**Task requirements**
Reproduce precisely the lines of the material below from the line containing "Every instance of the sandy" up to and including its last line. Pictures must not be copied.

-------------------------

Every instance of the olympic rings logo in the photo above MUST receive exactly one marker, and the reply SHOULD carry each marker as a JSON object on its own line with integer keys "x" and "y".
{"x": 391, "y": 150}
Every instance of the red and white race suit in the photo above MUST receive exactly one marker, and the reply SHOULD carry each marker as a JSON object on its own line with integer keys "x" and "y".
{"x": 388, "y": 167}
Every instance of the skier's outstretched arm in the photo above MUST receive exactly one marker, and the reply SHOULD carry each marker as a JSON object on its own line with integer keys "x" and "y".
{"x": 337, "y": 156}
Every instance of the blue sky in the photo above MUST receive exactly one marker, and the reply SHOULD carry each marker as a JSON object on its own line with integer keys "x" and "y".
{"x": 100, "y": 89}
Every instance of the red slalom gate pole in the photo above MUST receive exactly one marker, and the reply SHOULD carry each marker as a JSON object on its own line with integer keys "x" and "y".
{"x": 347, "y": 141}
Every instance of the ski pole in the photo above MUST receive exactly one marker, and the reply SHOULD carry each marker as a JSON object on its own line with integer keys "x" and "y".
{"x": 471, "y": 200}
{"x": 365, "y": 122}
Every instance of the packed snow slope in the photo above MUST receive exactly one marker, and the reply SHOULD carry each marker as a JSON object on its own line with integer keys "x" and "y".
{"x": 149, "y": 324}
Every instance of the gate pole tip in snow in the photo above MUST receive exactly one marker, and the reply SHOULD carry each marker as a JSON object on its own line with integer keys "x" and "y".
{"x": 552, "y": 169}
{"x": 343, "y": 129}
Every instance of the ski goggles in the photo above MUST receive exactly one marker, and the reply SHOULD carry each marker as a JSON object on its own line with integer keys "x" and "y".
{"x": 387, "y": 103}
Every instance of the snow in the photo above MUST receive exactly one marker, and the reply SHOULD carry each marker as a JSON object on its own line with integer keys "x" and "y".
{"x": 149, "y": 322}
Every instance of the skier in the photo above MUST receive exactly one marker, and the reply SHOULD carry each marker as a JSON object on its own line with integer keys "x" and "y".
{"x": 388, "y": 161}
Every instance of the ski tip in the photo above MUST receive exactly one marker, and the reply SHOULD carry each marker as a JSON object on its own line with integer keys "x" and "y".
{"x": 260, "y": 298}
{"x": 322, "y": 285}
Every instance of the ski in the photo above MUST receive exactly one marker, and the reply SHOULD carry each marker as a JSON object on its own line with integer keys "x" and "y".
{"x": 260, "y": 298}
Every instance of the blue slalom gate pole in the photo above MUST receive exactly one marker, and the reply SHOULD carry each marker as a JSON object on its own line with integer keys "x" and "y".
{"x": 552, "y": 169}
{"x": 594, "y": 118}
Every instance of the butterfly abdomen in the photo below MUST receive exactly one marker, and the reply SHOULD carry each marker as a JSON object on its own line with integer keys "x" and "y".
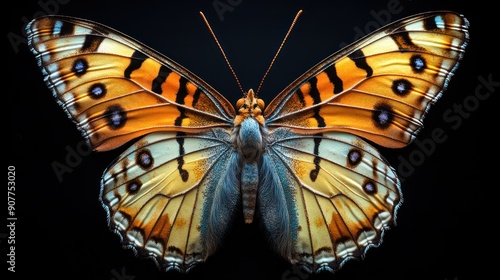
{"x": 249, "y": 146}
{"x": 248, "y": 141}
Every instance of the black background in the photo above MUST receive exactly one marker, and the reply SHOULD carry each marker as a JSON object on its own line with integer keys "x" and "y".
{"x": 444, "y": 226}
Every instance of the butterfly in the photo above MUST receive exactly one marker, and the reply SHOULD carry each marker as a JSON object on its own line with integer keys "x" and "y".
{"x": 304, "y": 167}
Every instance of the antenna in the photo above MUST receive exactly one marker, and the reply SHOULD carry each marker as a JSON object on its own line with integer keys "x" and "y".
{"x": 279, "y": 49}
{"x": 222, "y": 51}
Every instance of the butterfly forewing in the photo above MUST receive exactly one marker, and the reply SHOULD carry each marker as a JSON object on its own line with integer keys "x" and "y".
{"x": 380, "y": 87}
{"x": 324, "y": 194}
{"x": 116, "y": 89}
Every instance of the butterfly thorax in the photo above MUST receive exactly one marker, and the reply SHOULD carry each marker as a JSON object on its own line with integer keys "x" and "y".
{"x": 247, "y": 136}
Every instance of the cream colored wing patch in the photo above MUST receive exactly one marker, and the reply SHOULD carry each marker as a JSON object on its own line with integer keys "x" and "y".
{"x": 160, "y": 191}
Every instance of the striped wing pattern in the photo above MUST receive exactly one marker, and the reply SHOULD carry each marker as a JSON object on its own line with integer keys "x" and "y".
{"x": 305, "y": 162}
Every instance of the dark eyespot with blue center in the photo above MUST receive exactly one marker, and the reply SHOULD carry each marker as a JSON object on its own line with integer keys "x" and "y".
{"x": 115, "y": 116}
{"x": 97, "y": 91}
{"x": 80, "y": 67}
{"x": 401, "y": 87}
{"x": 144, "y": 159}
{"x": 417, "y": 63}
{"x": 354, "y": 157}
{"x": 134, "y": 186}
{"x": 370, "y": 187}
{"x": 382, "y": 115}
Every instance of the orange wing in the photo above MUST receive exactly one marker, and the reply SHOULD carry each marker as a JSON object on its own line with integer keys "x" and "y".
{"x": 115, "y": 88}
{"x": 380, "y": 87}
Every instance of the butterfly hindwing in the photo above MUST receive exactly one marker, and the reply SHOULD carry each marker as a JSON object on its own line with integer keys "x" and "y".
{"x": 341, "y": 195}
{"x": 380, "y": 87}
{"x": 161, "y": 193}
{"x": 306, "y": 164}
{"x": 115, "y": 88}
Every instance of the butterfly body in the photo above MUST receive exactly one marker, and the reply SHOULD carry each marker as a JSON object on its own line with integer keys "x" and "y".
{"x": 304, "y": 166}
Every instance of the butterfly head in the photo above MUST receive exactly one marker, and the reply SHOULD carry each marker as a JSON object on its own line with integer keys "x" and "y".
{"x": 250, "y": 106}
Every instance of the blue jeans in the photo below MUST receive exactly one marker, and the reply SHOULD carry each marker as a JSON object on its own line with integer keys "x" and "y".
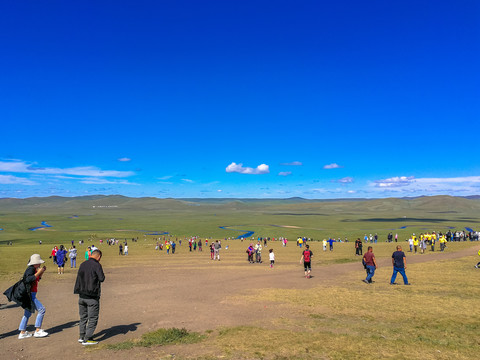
{"x": 401, "y": 271}
{"x": 41, "y": 312}
{"x": 370, "y": 272}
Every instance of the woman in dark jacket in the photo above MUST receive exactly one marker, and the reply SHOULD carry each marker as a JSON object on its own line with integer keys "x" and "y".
{"x": 31, "y": 277}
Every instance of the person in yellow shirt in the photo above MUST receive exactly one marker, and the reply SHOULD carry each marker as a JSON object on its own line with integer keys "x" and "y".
{"x": 443, "y": 242}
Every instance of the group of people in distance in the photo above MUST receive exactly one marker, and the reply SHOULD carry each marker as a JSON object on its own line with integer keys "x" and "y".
{"x": 60, "y": 257}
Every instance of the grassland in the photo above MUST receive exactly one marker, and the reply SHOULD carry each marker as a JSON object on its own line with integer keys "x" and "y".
{"x": 334, "y": 316}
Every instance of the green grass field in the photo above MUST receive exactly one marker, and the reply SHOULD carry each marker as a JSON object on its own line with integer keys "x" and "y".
{"x": 435, "y": 318}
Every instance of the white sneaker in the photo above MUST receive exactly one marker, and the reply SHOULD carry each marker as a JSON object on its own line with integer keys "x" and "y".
{"x": 90, "y": 342}
{"x": 40, "y": 333}
{"x": 24, "y": 335}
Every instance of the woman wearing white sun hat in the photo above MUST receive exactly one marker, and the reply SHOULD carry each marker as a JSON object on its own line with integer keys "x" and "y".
{"x": 31, "y": 277}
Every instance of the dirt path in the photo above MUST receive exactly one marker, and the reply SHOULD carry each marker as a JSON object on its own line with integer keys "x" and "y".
{"x": 139, "y": 299}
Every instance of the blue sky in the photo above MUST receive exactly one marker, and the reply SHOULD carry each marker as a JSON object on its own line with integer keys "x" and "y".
{"x": 267, "y": 99}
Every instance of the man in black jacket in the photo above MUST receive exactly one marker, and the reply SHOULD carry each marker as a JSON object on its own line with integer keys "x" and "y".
{"x": 88, "y": 287}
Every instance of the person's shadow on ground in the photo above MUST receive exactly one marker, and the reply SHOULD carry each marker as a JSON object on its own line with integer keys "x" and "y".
{"x": 51, "y": 331}
{"x": 115, "y": 330}
{"x": 59, "y": 328}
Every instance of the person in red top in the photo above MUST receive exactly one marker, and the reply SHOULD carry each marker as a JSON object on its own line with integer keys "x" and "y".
{"x": 307, "y": 260}
{"x": 370, "y": 264}
{"x": 31, "y": 277}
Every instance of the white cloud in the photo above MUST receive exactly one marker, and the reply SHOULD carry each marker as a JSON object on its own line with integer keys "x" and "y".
{"x": 260, "y": 169}
{"x": 410, "y": 185}
{"x": 10, "y": 179}
{"x": 23, "y": 167}
{"x": 332, "y": 166}
{"x": 293, "y": 163}
{"x": 100, "y": 181}
{"x": 346, "y": 180}
{"x": 167, "y": 177}
{"x": 396, "y": 181}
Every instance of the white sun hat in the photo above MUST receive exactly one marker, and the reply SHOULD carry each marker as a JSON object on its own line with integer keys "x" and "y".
{"x": 35, "y": 259}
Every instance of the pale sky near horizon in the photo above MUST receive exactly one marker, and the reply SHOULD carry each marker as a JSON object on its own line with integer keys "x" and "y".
{"x": 266, "y": 99}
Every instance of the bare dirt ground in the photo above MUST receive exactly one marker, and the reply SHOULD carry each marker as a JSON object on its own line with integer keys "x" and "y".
{"x": 144, "y": 298}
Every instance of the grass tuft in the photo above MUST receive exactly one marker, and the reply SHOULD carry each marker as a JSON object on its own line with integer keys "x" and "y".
{"x": 160, "y": 337}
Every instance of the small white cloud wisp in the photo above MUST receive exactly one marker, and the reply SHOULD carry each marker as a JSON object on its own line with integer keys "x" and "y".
{"x": 239, "y": 168}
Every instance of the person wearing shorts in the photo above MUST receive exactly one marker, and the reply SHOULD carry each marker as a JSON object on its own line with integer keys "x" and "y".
{"x": 307, "y": 260}
{"x": 271, "y": 255}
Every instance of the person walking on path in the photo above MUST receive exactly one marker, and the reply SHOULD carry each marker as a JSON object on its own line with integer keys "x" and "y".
{"x": 31, "y": 277}
{"x": 88, "y": 252}
{"x": 358, "y": 247}
{"x": 330, "y": 243}
{"x": 88, "y": 287}
{"x": 216, "y": 247}
{"x": 271, "y": 256}
{"x": 371, "y": 264}
{"x": 478, "y": 264}
{"x": 307, "y": 261}
{"x": 399, "y": 262}
{"x": 61, "y": 257}
{"x": 72, "y": 254}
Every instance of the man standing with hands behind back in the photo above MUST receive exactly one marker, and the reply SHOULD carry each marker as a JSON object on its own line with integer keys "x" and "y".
{"x": 88, "y": 287}
{"x": 399, "y": 262}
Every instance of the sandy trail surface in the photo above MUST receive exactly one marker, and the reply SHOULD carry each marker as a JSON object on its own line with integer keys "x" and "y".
{"x": 144, "y": 298}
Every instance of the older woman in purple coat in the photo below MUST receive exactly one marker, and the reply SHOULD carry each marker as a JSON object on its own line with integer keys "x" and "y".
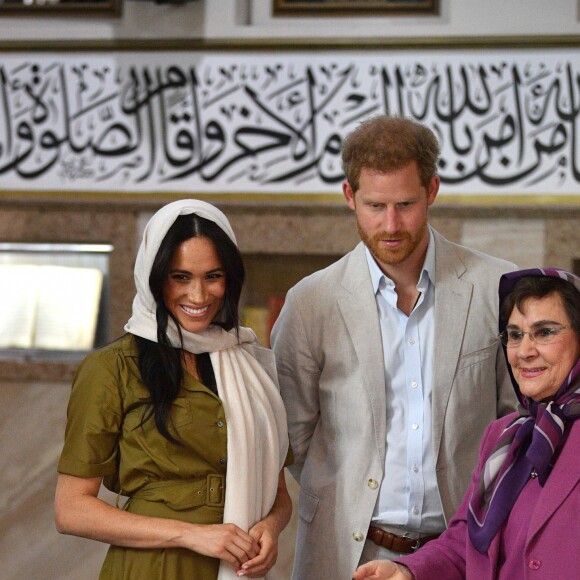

-------------------------

**Answer to this task**
Every instance of the sandy trail surface in the photo above MUST receive exactly one marker, and the reply SHOULD carry each marker as a JSON object on its own line with integer keys "x" and "y".
{"x": 144, "y": 298}
Every instance of the older woman in purple coat in the photo below MUST receive exactly one marker, and the reply SHOULD carry each marker as a JSON object on its own line with integer keys "x" and "y".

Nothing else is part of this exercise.